§ ASSIGNMENT
The answer must be the full listing, word for word, with no pictures in it.

§ MATERIAL SUPPLIED
━━━━━━━━━━━━━━━━━━━━

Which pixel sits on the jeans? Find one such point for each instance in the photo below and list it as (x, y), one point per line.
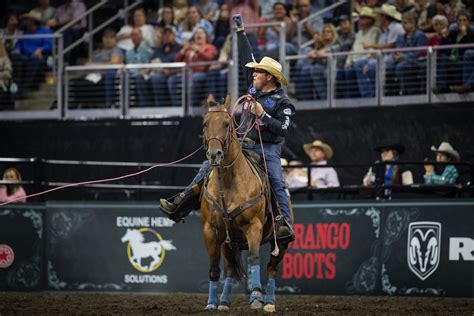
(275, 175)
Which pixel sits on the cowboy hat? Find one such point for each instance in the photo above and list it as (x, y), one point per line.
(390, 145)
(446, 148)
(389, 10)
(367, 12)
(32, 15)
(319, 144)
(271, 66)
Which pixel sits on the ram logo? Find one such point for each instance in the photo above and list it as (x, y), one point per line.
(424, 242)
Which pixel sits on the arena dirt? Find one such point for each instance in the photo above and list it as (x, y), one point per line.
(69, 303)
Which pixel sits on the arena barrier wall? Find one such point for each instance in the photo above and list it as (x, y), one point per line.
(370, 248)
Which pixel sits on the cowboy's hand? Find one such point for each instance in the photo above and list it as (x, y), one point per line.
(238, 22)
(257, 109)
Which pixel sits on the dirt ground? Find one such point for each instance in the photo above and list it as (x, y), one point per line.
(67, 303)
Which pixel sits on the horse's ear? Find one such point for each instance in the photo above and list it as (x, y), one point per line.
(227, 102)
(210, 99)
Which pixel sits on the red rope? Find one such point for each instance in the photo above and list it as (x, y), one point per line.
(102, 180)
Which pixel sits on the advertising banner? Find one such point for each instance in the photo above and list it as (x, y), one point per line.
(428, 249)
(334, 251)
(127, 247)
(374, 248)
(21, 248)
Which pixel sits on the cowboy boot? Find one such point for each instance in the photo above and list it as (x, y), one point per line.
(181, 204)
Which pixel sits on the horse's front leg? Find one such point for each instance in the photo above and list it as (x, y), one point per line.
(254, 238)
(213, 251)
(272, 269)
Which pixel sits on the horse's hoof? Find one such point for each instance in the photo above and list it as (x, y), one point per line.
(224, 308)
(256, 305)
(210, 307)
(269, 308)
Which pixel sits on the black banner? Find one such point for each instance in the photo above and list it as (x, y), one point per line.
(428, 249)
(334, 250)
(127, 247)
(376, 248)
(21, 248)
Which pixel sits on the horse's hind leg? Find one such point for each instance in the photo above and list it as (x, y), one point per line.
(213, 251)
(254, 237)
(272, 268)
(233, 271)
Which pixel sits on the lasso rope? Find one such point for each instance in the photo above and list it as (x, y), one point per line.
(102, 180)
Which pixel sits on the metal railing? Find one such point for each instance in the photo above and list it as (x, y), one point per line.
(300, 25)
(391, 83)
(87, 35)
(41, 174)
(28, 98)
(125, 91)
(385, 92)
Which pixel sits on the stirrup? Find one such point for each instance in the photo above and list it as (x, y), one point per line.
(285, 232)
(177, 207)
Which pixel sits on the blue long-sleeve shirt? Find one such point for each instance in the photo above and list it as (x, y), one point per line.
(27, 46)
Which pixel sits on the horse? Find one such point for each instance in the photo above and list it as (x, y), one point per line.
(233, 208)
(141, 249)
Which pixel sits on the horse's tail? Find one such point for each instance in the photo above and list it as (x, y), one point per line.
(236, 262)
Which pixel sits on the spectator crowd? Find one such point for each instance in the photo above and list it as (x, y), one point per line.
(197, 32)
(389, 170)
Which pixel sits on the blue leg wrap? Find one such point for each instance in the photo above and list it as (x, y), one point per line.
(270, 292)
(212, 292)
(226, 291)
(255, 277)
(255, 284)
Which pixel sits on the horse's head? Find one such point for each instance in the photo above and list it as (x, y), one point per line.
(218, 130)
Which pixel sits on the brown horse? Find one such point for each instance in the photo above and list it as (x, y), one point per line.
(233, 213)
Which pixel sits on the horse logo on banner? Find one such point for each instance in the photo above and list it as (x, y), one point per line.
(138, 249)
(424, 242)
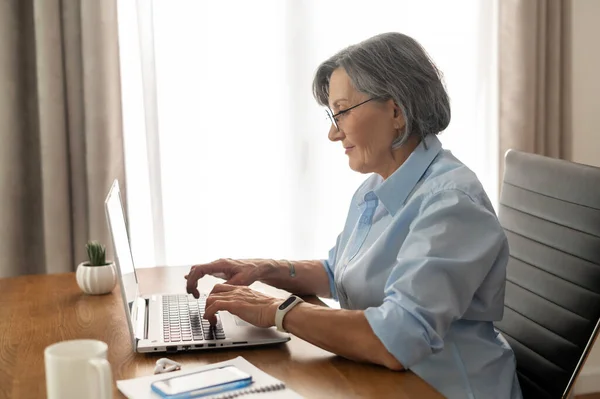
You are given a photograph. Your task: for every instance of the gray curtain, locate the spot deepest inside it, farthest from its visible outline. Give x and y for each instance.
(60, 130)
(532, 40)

━━━━━━━━━━━━━━━━━━━━

§ EXERCISE SOLUTION
Which pixel sits on the jeans? Find one such point for each instance in the photo below and list it as (x, y), one point per line.
(275, 175)
Which pixel sits on the cowboy hat? Find one such point for each instance in the photo above and list it as (x, y), one point per line.
(390, 145)
(446, 148)
(389, 10)
(367, 12)
(32, 15)
(319, 144)
(271, 66)
Which pixel sits on the ram logo? Find one such point for each instance in the photo above and list it as (x, y), one point per line.
(424, 242)
Which pixel sits on the arena dirt? Find one such point for each instance in the photo above and list it as (x, y), one point per line.
(69, 303)
Which pixel sits on the arena barrier wall? Find one such point for each instance in the photo above and list it as (x, y), one point per line.
(370, 248)
Which pixel sits on the cowboy's hand? Find one such point for each instance in the photo above and list it as (x, y), one point per line.
(238, 22)
(257, 109)
Which pixel sits on the dirt ground? Find one such point for each instance in the photo above and list it as (x, y), one point per line.
(67, 303)
Which pixel sits on the horse's ear? Find one such point for each instance in the photo above and list it as (x, y), one point per line.
(227, 102)
(210, 99)
Which pixel sits on the red rope? Find one such point for each instance in the photo above and list it as (x, y), one point per line.
(102, 180)
Which pixel sits on the advertising banner? Find one such point for each instance in the photo above and list it as (x, y), one point per line.
(428, 249)
(334, 251)
(127, 247)
(374, 248)
(21, 248)
Which pixel sits on the cowboy boot? Find one such point for each instance in the photo above and list it as (x, y), one point per line.
(181, 204)
Which pixel sits on the horse's front leg? Find one such point for each instance in the photo above and list it as (x, y), one point per line.
(254, 238)
(213, 251)
(272, 269)
Which pixel sits on the horse's hoof? Find one such point for each instance in the photo above and list it as (x, y), one point per line.
(224, 308)
(256, 305)
(210, 307)
(269, 308)
Which pixel sits on the black banner? Find one such point for each instance in the photo above and list it as (x, y), one point per line.
(428, 249)
(334, 250)
(127, 247)
(376, 248)
(21, 248)
Which pixel sits on the horse's hind leg? Find one such point for each instance in the photo above and list it as (x, y), one point per line.
(213, 251)
(254, 237)
(272, 268)
(233, 271)
Which pixel sits on the lasso rope? Find one such point for each instance in the photo above and list it as (x, y), one point per line.
(102, 180)
Which pixel sits on the metal railing? Find one such point for each instance in the photo above and list it as (x, y), one point per line.
(300, 25)
(391, 83)
(87, 35)
(41, 174)
(28, 98)
(125, 91)
(385, 92)
Which pixel sits on the stirrup? Find one such point for each instance in the photo above and list it as (x, y), one point per line.
(285, 232)
(177, 207)
Which pixel sits on the blue long-sleeve shirt? Find one such point for each instance in the photo above and list it as (x, y), one point per line.
(27, 46)
Which pixel sits on the horse? Find one such point for each instance in the photo above and list it as (x, y), one point per line.
(233, 208)
(141, 249)
Which pixel sits on the horse's tail? Find one such point for each instance in the photo above and list it as (x, y), one point per line.
(236, 262)
Which pixel sits on the spectator crowd? Find one such point for each instance in the photo above and list it as (x, y), one point per line.
(197, 32)
(389, 170)
Which pixel sits on the blue leg wrap? Find one such point for each instance in the photo above and list it as (x, y), one point per line.
(270, 292)
(212, 292)
(226, 291)
(255, 277)
(255, 284)
Which pixel sits on the horse's head? Find one such point for each instance in the photo above and list it as (x, y), one point per line.
(218, 130)
Which pixel sits on the brown horse? Find one such point for each instance in the photo above and list it as (x, y), one point per line.
(233, 213)
Which pixel sits on the horse logo on banner? Find one such point for each instance in the photo above and list it as (x, y), one point per line.
(138, 249)
(424, 242)
You are given a photograph. Your task: for every instance of the gray curtain, locate the spot deepest inside it, farthest from its visible outline. Give x and y for each instance.
(60, 130)
(532, 40)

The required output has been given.